→ **Segmentation mask data**

::::::::::

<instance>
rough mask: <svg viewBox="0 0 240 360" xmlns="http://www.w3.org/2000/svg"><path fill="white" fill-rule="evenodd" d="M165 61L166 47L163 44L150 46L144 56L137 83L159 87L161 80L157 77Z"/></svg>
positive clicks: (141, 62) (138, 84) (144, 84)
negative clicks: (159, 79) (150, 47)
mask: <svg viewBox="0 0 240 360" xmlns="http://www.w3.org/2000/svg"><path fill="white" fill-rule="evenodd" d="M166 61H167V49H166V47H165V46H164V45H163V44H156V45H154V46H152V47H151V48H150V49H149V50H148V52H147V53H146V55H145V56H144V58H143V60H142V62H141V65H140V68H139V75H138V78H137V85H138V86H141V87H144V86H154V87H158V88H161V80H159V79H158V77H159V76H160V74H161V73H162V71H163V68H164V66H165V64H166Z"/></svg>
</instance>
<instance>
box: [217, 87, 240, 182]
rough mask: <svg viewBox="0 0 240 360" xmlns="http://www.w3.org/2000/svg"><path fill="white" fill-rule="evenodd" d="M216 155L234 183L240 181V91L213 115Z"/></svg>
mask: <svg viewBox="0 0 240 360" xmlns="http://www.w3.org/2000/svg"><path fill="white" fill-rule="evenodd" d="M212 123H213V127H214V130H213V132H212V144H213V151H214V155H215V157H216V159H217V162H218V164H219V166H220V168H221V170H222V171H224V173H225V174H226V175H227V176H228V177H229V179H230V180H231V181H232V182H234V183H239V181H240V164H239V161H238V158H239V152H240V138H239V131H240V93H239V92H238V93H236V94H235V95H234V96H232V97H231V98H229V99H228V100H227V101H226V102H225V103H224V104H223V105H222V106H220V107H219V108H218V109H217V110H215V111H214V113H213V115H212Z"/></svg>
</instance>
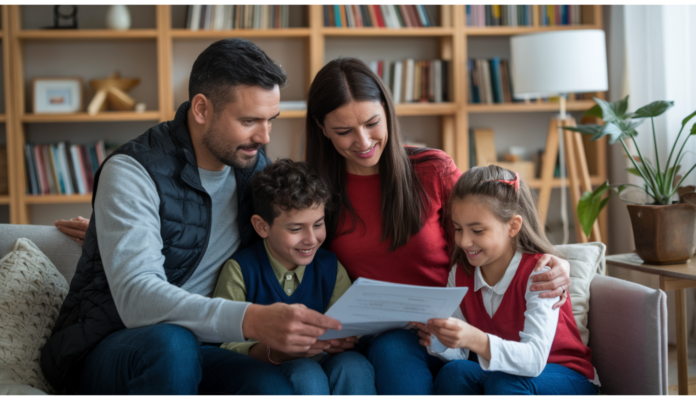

::::::::::

→ **EXERCISE GOAL**
Please give the records again word for word, omitting all images.

→ **WRITTEN RESPONSE**
<instance>
rough mask: <svg viewBox="0 0 240 360" xmlns="http://www.w3.org/2000/svg"><path fill="white" fill-rule="evenodd" d="M165 61L166 47L163 44L150 46L144 56L137 83L159 87L161 80L157 77Z"/></svg>
positive clicks: (141, 62) (138, 84) (144, 84)
negative clicks: (159, 79) (150, 47)
mask: <svg viewBox="0 0 240 360" xmlns="http://www.w3.org/2000/svg"><path fill="white" fill-rule="evenodd" d="M166 61H167V49H166V47H165V46H164V45H163V44H156V45H154V46H152V47H151V48H150V49H149V50H148V52H147V53H146V55H145V56H144V58H143V60H142V62H141V65H140V68H139V75H138V78H137V85H138V86H141V87H144V86H154V87H158V88H161V80H159V79H158V77H159V76H160V74H161V73H162V71H163V68H164V66H165V64H166Z"/></svg>
</instance>
<instance>
box: [217, 87, 240, 182]
rough mask: <svg viewBox="0 0 240 360" xmlns="http://www.w3.org/2000/svg"><path fill="white" fill-rule="evenodd" d="M216 155L234 183L240 181V91L213 115Z"/></svg>
mask: <svg viewBox="0 0 240 360" xmlns="http://www.w3.org/2000/svg"><path fill="white" fill-rule="evenodd" d="M212 123H213V127H214V130H213V132H212V144H213V151H214V155H215V157H216V159H217V162H218V164H219V166H220V168H221V170H222V171H224V173H225V174H226V175H227V176H228V177H229V179H230V180H231V181H232V182H234V183H239V181H240V164H239V161H238V158H239V152H240V138H239V131H240V93H239V92H238V93H236V94H235V95H234V96H232V97H231V98H229V99H228V100H227V101H226V102H225V103H224V104H223V105H222V106H220V107H219V108H218V109H217V110H215V111H214V113H213V115H212Z"/></svg>
</instance>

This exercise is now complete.